» Exercise tasks:
1) List every place that the Tremors: Shrieker Island review names as a stop on the "Graboid World Tour," including the current one.
2) Condense the paragraph of the Tremors: Shrieker Island review that begins "Let's talk about the evolution and iteration" into a short bulleted list that keeps its main facts.
3) Write out the stretch of the Tremors: Shrieker Island review from "Tremors: Shrieker Island (2020)" through "the graboid camp.", matching the original wording and punctuation.

» Document segment:
◇ ◇ ◇ ◇
Tremors: Shrieker Island (2020)

“You go Rambo. I’ve got the chainsaw, I’m going Evil Dead.”

Justin’s rating: Welcome to… Jurassic Park Jr.

Justin’s review: Let’s talk about the evolution and iteration of Tremors’ signature monster. In the first movie, we simply got giant tunneling underground worms. In the second, the worms — somehow — turned into three walking shriekers apiece. In the third, we got the aerial variety as the final form. And then… then the movies stopped doing anything new or interesting with the critters. Oh, they’d make noise that *this* time they were fiercer or, ooh, now their grabbing tongues can detach, but honestly, we’re heading into seven movies with littler variation in the graboid camp.

Apparently the occupants of these movies felt that nature needed a bit of a helping hand, because in Tremors: Shrieker Island, hunters are genetically tinkering with the monsters. Because that worked well for the Jurassic World franchise, so why not here? Nobody ever genetically tinkers with man-killers to make them more cute and fluffy. It’s usually, “let’s give sharks super-brains” this and “why not arm sloths with over-the-shoulder rocket launchers!”

Shrieker Island, the seventh in the three decades-long Tremors series, continues the franchise’s tradition of outright ripping off bigger budget ideas and giving them a low-fi makeover. So if the jungles and vaguely dinosaurian beasts are giving you specific flashbacks, the filmmakers hope that it enhances rather than detracts from your experience.

After Nevada, Mexico, Africa, and Canada, our Graboid World Tour now takes us to the Solomon Islands, why not. With bad guys making bad creatures even badder using bad science, only one antidote for the situation is required: Mr. Burt Gummer (Michael Gross). For those like myself who still wake up with nightmares of Jamie Kennedy’s pasty face looming above us, the good news is that Travis is completely absent this time around (rumor is, he’s in jail).

That leaves an open spot for a comic sidekick who is available and desperate enough to co-star in the seventh movie of a B-movie horror franchise. Oh hey, Jon Heder! Wanna be in a flick? Happily, Heder is the best sidekick that Gummer’s had yet, funny without being grating and capable enough to avoid being totally useless.

I know I’ve made a few Jurassic Park references so far, but that’s completely unavoidable with this movie. It’s not so much an homage as a shot-for-shot remake at times (such as a guy in a flimsy outdoor bathroom getting chomped). And because the comparisons are so heavy-handed, it’s really distracting because all you’re thinking is, “Hey, I should be watching that other movie, not Tremors Presents Jon Heder. What am I doing with my life?”

As the real name of the film suggests, we actually get the return of the shriekers — the first time since the third movie. And while they were pretty underwhelming in the second and third installments, here there is some effort to make them acceptable velociraptors stunt doubles. Plus, now they can scream so loud that they incapacitate their victims, which is problematic for the humans. As rich hunters track them down, the graboids and shriekers hunt them back. You’d think that Burt would be happy to let them wipe each other out, but unfortunately there are innocents in the crossfire, and so he inserts himself into the fray.
◇ ◇ ◇ ◇
» Data shown:
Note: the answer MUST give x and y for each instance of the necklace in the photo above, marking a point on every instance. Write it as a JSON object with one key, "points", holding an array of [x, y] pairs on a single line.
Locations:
◇ ◇ ◇ ◇
» Answers to the problems:
1)
Nevada
Mexico
Africa
Canada
Solomon Islands

2)
- First movie: giant tunneling underground worms.
- Second movie: the worms turned into three walking shriekers each.
- Third movie: the aerial variety appeared as the final form.
- After that, the movies did nothing new with the creatures. They only claimed the monsters were fiercer or that their grabbing tongues could now detach, leaving little variation across the seven movies.

3)
Tremors: Shrieker Island (2020)

“You go Rambo. I’ve got the chainsaw, I’m going Evil Dead.”

Justin’s rating: Welcome to… Jurassic Park Jr.

Justin’s review: Let’s talk about the evolution and iteration of Tremors’ signature monster. In the first movie, we simply got giant tunneling underground worms. In the second, the worms — somehow — turned into three walking shriekers apiece. In the third, we got the aerial variety as the final form. And then… then the movies stopped doing anything new or interesting with the critters. Oh, they’d make noise that *this* time they were fiercer or, ooh, now their grabbing tongues can detach, but honestly, we’re heading into seven movies with littler variation in the graboid camp.